**Task objective:**
Reproduce the material in full, unchanged.

**Data for the task:**
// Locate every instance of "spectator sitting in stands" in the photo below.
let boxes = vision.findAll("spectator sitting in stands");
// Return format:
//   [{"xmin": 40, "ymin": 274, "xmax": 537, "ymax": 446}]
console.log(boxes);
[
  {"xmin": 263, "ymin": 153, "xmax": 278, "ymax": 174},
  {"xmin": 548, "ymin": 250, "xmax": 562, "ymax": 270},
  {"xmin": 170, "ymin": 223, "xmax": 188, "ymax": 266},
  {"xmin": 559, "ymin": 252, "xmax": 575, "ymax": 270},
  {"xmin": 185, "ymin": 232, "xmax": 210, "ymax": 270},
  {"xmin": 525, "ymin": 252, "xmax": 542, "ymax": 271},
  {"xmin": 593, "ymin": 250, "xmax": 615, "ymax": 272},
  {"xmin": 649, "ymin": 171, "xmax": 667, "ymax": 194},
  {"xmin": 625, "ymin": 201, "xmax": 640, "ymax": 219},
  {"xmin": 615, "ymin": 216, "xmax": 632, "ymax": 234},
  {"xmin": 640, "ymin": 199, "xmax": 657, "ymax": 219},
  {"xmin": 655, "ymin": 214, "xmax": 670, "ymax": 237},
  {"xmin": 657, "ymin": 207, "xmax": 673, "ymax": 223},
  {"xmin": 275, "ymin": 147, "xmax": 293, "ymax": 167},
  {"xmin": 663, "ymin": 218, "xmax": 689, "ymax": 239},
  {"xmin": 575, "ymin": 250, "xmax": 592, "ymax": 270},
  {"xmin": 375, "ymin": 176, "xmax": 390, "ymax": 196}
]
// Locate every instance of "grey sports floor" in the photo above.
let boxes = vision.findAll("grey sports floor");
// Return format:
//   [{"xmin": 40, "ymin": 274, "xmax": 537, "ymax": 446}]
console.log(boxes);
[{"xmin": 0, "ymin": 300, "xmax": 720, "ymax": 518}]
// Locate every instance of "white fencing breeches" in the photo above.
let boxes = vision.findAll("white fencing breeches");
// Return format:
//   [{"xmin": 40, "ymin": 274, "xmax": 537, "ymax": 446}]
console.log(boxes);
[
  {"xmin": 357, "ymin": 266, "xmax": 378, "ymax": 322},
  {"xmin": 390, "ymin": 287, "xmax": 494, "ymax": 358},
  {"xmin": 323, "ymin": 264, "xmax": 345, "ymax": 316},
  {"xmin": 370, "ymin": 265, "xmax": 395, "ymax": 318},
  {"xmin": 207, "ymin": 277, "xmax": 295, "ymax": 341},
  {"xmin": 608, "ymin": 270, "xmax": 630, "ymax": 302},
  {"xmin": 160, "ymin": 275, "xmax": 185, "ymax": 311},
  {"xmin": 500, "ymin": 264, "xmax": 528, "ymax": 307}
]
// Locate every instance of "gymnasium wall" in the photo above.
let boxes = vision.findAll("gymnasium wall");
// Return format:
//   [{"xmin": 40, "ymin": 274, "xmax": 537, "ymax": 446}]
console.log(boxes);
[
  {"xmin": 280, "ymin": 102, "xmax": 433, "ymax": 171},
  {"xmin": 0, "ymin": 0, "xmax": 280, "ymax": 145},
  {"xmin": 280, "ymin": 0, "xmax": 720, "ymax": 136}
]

**Output of the task:**
// Locate every instance of "spectator sitting in stands" in the photo below.
let boxes = vision.findAll("spectator sitting in stands");
// Return format:
//   [{"xmin": 40, "ymin": 274, "xmax": 537, "ymax": 446}]
console.log(boxes);
[
  {"xmin": 263, "ymin": 153, "xmax": 278, "ymax": 174},
  {"xmin": 548, "ymin": 250, "xmax": 562, "ymax": 270},
  {"xmin": 170, "ymin": 223, "xmax": 188, "ymax": 266},
  {"xmin": 559, "ymin": 252, "xmax": 575, "ymax": 270},
  {"xmin": 185, "ymin": 232, "xmax": 210, "ymax": 270},
  {"xmin": 525, "ymin": 252, "xmax": 542, "ymax": 271},
  {"xmin": 593, "ymin": 250, "xmax": 615, "ymax": 272},
  {"xmin": 649, "ymin": 171, "xmax": 667, "ymax": 194},
  {"xmin": 625, "ymin": 201, "xmax": 640, "ymax": 219},
  {"xmin": 615, "ymin": 216, "xmax": 632, "ymax": 234},
  {"xmin": 640, "ymin": 199, "xmax": 657, "ymax": 219},
  {"xmin": 655, "ymin": 214, "xmax": 670, "ymax": 237},
  {"xmin": 657, "ymin": 207, "xmax": 673, "ymax": 223},
  {"xmin": 275, "ymin": 147, "xmax": 293, "ymax": 167},
  {"xmin": 663, "ymin": 218, "xmax": 689, "ymax": 239},
  {"xmin": 575, "ymin": 250, "xmax": 592, "ymax": 270},
  {"xmin": 375, "ymin": 176, "xmax": 390, "ymax": 196}
]
// Locate every instance of "grey sports floor" in the photo above.
let boxes = vision.findAll("grey sports floor");
// Return format:
//   [{"xmin": 40, "ymin": 274, "xmax": 537, "ymax": 446}]
console.log(boxes);
[{"xmin": 0, "ymin": 300, "xmax": 720, "ymax": 518}]
// Locate every instance of "white fencing breeches" in the photo above.
let boxes = vision.findAll("white fencing breeches");
// Return format:
//   [{"xmin": 40, "ymin": 274, "xmax": 537, "ymax": 446}]
console.log(boxes);
[
  {"xmin": 357, "ymin": 266, "xmax": 378, "ymax": 322},
  {"xmin": 390, "ymin": 287, "xmax": 494, "ymax": 358},
  {"xmin": 323, "ymin": 264, "xmax": 345, "ymax": 316},
  {"xmin": 370, "ymin": 265, "xmax": 395, "ymax": 318},
  {"xmin": 207, "ymin": 277, "xmax": 295, "ymax": 341},
  {"xmin": 608, "ymin": 270, "xmax": 630, "ymax": 302},
  {"xmin": 160, "ymin": 275, "xmax": 185, "ymax": 311},
  {"xmin": 500, "ymin": 264, "xmax": 528, "ymax": 307}
]
// Locate every instance of "gymnasium wall" in the photo above.
let boxes = vision.findAll("gymnasium wall");
// Return format:
//   [{"xmin": 40, "ymin": 274, "xmax": 537, "ymax": 446}]
console.log(boxes);
[
  {"xmin": 280, "ymin": 102, "xmax": 433, "ymax": 171},
  {"xmin": 0, "ymin": 0, "xmax": 280, "ymax": 145},
  {"xmin": 280, "ymin": 0, "xmax": 720, "ymax": 136}
]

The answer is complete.